(Natural language region descriptions)
★ ★ ★ ★ ★ ★ ★

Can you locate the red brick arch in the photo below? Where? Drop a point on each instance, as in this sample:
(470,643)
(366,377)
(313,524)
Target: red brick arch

★ ★ ★ ★ ★ ★ ★

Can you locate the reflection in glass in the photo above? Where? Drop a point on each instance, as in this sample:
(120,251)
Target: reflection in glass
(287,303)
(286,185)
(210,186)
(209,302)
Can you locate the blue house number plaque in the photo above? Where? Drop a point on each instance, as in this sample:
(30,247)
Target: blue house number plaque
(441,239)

★ ★ ★ ★ ★ ★ ★

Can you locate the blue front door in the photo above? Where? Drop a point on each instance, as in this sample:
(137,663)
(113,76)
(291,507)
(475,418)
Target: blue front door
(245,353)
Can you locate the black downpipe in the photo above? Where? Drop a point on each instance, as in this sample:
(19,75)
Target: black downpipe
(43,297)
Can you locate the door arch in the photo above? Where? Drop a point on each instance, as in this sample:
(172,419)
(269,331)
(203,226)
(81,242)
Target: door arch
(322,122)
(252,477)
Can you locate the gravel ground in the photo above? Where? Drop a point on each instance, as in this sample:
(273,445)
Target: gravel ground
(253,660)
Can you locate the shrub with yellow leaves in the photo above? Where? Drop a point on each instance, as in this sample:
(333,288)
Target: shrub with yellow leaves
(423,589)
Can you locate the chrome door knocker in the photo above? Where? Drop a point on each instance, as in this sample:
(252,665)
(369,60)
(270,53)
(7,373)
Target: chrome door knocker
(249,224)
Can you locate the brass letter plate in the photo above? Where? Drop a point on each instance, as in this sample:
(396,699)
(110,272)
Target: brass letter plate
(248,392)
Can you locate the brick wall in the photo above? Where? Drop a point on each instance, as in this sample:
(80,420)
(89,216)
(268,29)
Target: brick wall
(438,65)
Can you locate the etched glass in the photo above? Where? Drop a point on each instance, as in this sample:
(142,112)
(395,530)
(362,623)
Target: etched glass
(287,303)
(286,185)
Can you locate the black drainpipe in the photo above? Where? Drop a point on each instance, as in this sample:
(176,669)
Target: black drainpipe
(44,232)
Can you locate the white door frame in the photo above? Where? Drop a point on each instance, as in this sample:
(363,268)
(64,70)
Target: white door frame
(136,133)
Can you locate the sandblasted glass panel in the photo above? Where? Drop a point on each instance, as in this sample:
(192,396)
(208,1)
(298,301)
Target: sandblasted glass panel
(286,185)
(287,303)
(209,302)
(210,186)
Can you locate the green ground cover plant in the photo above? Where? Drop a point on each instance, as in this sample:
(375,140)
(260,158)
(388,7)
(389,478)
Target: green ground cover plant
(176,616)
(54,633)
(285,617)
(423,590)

★ ★ ★ ★ ★ ★ ★

* **Activity**:
Above are the records. Print exactly, and only, the lines from the line with "Can you locate the red" to the line with "Target: red brick arch", both inclusive.

* **Task output**:
Can you locate the red brick arch in the photo below? Where? Drop a point on each instance, as in this sample:
(470,643)
(366,377)
(313,524)
Target: red brick arch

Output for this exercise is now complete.